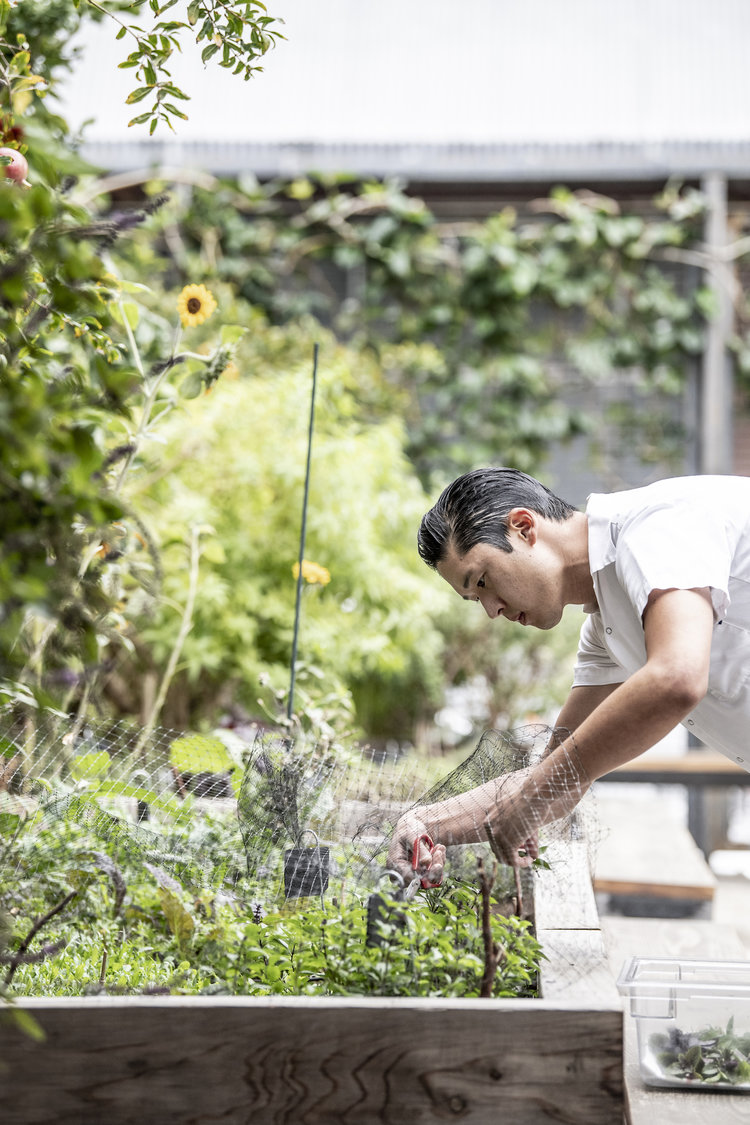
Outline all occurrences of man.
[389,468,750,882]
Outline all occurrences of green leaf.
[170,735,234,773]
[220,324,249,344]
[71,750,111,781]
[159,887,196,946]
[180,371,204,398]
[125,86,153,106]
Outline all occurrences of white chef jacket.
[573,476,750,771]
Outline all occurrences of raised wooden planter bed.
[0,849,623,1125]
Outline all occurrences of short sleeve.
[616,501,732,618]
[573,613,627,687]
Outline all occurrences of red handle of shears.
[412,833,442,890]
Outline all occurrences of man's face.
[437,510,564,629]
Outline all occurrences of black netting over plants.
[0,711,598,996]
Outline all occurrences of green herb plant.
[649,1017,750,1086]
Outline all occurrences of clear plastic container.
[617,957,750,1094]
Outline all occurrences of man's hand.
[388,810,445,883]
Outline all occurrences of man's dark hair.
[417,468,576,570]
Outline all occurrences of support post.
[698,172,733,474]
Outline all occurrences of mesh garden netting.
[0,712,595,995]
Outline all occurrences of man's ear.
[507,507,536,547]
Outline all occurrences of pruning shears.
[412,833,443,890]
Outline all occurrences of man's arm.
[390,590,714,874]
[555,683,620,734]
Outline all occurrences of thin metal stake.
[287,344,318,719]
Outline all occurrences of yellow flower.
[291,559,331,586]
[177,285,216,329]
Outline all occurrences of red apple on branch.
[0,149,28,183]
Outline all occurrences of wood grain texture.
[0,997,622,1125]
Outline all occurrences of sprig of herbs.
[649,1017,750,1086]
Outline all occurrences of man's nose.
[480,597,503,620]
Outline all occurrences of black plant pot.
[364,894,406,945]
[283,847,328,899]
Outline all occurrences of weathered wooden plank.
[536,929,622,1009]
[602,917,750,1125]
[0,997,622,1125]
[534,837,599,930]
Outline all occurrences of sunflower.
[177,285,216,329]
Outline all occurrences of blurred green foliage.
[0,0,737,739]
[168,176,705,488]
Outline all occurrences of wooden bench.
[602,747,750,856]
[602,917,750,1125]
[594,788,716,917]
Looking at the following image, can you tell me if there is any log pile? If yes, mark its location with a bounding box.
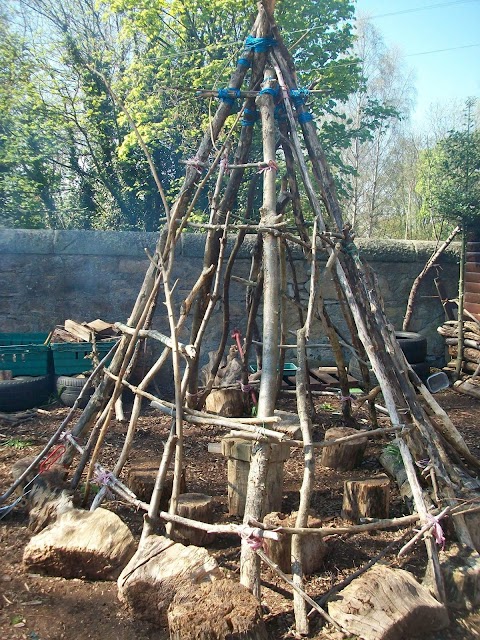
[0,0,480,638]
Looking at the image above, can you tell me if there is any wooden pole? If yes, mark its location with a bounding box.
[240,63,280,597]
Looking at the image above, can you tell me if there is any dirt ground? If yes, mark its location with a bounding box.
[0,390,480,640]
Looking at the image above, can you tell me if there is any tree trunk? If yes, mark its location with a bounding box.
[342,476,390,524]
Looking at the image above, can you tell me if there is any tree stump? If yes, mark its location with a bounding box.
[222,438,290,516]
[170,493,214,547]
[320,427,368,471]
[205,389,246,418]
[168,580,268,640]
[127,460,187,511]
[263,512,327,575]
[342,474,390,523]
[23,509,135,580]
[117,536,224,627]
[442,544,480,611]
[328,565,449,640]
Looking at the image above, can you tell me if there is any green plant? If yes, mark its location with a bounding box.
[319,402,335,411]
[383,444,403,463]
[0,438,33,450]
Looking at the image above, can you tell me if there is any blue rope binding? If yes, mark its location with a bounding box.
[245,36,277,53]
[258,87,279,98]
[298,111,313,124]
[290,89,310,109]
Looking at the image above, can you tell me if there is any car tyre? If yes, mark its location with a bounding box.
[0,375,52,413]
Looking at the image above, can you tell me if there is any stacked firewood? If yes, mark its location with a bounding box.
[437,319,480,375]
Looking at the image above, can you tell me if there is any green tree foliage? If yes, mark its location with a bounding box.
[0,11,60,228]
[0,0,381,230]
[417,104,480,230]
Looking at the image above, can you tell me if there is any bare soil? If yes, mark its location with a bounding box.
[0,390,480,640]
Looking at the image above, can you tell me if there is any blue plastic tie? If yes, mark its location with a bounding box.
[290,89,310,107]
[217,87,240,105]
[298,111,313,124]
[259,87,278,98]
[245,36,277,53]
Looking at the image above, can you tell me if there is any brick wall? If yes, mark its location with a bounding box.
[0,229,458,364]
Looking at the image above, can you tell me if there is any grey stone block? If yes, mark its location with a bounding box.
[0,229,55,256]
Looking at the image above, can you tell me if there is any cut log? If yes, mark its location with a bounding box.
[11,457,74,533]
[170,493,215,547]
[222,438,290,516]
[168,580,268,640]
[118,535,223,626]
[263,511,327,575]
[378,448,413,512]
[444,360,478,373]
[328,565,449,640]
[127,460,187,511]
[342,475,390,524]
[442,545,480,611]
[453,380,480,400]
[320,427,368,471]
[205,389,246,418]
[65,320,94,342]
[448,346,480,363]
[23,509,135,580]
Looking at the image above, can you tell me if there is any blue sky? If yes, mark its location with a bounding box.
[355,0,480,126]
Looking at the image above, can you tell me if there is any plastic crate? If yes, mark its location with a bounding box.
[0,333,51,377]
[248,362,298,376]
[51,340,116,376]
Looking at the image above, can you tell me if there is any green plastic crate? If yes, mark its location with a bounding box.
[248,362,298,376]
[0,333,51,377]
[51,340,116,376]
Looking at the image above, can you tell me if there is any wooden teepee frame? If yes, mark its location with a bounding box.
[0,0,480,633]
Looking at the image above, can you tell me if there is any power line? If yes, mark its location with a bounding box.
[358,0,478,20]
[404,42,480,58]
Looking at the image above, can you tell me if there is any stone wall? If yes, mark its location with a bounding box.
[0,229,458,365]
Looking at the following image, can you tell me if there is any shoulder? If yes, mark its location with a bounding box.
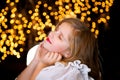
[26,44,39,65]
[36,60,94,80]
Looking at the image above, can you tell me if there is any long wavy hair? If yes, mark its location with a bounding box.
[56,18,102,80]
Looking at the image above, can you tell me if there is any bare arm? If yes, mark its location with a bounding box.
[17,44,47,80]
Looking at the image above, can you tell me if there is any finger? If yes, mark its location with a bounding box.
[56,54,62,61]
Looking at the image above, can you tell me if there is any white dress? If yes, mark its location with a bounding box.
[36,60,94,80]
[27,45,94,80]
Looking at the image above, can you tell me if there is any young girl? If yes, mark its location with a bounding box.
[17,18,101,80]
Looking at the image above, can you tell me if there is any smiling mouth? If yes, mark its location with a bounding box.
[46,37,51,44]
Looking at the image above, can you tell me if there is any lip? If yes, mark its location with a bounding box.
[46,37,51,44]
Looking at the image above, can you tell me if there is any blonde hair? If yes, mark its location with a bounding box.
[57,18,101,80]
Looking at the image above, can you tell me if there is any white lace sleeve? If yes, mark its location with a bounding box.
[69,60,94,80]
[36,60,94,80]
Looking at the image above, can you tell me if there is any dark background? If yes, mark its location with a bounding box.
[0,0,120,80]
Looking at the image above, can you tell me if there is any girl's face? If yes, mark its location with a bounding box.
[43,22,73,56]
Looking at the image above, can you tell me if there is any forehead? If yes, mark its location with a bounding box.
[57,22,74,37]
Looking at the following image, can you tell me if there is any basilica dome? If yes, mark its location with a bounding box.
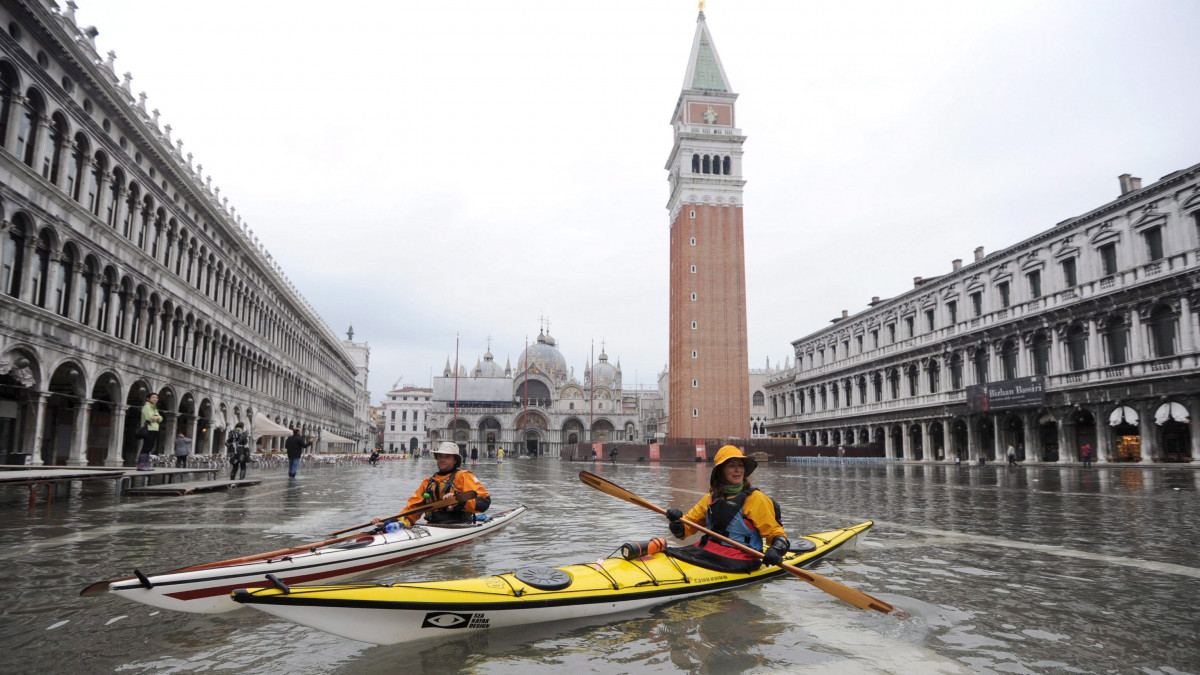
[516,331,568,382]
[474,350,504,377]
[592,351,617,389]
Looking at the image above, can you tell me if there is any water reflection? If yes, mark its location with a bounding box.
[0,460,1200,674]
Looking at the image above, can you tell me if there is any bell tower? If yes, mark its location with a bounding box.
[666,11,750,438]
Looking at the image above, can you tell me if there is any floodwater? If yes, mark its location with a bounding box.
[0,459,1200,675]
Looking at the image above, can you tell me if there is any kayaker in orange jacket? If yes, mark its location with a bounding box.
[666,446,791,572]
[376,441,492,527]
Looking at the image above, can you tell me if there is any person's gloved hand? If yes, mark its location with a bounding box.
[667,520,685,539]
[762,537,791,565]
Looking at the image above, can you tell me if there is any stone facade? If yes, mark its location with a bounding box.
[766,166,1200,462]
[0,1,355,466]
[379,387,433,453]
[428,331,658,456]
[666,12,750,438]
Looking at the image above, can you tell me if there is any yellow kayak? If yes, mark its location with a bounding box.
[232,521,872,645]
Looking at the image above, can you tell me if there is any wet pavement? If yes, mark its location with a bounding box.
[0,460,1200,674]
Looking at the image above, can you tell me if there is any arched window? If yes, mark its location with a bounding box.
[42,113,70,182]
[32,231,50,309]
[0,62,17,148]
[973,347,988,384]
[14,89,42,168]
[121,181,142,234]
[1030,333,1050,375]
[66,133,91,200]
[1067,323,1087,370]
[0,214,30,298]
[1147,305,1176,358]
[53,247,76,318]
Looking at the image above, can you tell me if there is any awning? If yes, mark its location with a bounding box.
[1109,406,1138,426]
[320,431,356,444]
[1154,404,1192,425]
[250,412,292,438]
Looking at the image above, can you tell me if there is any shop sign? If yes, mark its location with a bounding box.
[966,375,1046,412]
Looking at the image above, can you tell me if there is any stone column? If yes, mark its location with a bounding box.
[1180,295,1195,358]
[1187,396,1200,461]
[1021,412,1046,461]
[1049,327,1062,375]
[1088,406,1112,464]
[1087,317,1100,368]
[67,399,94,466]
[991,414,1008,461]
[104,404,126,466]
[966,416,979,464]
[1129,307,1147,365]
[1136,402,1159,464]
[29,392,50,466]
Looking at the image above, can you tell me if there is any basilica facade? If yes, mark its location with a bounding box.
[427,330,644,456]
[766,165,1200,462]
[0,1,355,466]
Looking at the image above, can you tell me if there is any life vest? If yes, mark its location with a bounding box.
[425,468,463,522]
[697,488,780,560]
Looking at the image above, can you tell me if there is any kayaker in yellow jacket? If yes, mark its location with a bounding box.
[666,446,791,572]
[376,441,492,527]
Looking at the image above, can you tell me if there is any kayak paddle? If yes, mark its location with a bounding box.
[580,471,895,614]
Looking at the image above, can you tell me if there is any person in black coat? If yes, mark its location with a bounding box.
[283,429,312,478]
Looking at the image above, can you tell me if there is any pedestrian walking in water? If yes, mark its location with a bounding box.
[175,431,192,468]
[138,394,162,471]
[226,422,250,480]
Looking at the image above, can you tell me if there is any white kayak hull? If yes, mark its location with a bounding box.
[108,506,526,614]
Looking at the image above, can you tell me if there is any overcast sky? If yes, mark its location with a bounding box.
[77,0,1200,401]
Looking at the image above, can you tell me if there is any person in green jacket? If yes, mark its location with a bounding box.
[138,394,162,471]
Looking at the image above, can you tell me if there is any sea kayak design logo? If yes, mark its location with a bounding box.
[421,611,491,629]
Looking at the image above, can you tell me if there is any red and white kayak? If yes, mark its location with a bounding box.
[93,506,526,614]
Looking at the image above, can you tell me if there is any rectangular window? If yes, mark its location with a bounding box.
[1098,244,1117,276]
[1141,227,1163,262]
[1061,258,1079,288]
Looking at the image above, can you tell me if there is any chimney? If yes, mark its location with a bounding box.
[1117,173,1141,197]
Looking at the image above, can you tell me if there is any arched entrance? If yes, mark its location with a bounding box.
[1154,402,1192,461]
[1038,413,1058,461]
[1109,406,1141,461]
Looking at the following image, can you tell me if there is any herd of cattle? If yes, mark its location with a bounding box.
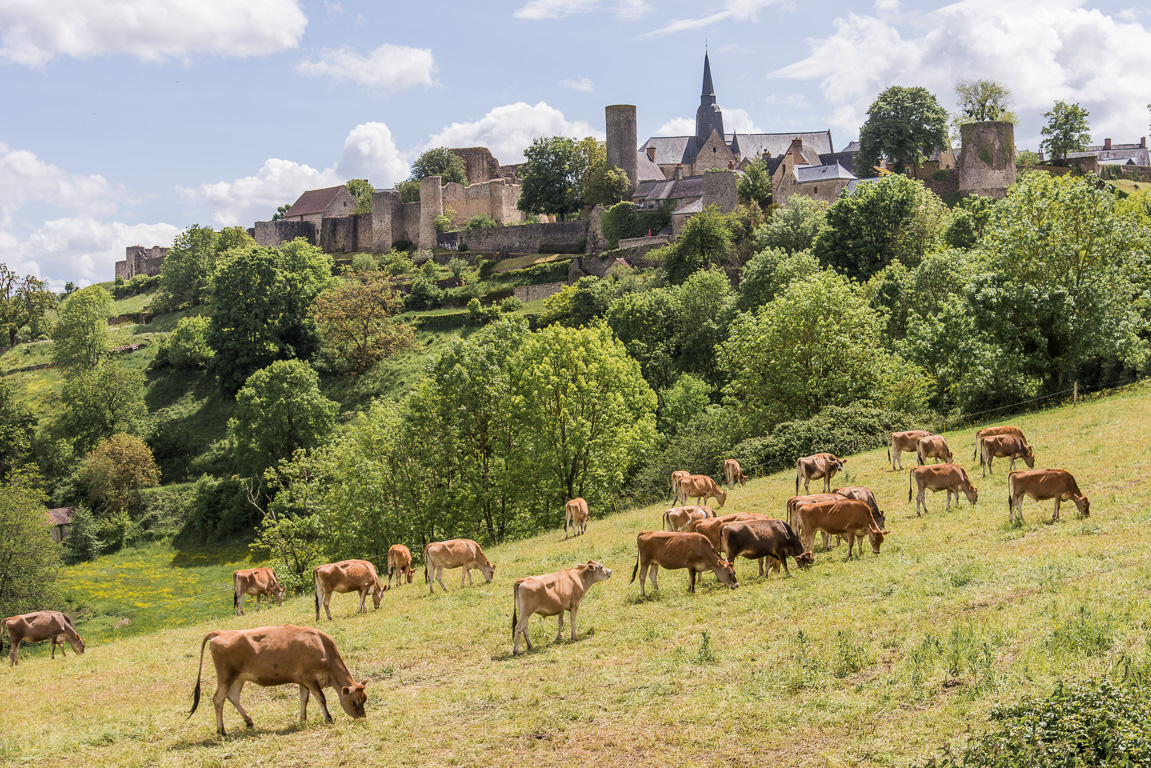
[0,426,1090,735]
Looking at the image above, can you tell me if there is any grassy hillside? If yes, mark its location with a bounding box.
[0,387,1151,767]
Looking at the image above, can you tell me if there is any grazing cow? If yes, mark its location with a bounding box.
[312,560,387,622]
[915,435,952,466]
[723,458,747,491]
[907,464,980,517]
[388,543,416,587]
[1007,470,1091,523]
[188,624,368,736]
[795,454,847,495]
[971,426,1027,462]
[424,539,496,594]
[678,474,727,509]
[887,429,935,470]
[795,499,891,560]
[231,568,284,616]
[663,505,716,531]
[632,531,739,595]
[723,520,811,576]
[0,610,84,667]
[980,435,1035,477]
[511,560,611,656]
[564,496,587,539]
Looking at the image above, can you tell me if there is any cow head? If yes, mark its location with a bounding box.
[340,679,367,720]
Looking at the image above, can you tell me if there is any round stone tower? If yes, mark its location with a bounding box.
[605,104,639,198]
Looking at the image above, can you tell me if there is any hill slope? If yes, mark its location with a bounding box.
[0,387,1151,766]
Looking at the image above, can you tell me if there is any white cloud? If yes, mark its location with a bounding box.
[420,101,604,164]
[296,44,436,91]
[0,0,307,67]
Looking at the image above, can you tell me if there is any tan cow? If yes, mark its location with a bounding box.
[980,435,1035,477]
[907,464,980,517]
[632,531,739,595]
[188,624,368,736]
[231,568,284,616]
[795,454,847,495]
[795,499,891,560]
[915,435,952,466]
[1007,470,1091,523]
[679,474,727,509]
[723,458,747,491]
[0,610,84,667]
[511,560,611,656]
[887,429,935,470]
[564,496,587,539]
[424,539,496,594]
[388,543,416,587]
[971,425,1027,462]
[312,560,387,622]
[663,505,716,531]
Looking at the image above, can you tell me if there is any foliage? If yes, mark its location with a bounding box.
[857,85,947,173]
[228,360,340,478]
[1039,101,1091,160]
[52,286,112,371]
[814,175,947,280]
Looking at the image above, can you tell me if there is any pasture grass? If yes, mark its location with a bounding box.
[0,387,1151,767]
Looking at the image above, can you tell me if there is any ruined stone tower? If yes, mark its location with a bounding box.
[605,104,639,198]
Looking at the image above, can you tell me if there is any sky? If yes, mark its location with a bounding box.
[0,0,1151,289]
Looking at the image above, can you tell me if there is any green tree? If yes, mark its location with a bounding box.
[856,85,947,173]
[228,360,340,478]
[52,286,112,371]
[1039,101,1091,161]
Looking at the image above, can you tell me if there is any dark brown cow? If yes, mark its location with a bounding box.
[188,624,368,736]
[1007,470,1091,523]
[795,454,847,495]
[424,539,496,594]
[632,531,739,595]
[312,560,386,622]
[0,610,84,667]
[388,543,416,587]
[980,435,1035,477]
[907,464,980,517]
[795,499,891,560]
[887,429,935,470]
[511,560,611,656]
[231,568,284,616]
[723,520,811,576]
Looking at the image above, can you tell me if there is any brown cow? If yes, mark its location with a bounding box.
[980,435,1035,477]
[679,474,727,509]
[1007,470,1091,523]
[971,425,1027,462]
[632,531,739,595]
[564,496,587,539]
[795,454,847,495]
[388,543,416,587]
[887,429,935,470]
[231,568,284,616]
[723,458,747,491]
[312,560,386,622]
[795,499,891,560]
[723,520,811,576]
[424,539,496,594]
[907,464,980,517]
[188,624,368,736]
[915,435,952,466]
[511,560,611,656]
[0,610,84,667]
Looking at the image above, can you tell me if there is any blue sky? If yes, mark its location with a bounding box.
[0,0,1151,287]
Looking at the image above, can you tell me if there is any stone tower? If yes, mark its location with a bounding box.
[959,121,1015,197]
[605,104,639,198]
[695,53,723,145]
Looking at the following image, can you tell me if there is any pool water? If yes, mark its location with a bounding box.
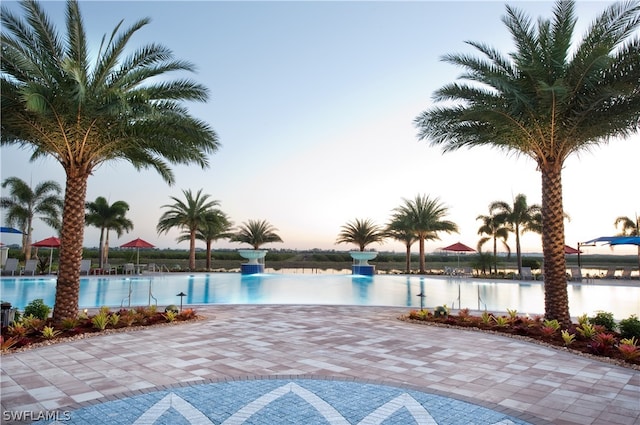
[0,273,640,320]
====
*Objective*
Rewrite the material from the line containing "is any pool" through the end, replacing "pool water" with "swimming pool" and keeping everything else the same. Leave the pictures out of your answer.

*Response to this task*
Looking at the following image, can you tell me if there is any swimming pool? If yes, mark its location with a bounding box.
[0,273,640,320]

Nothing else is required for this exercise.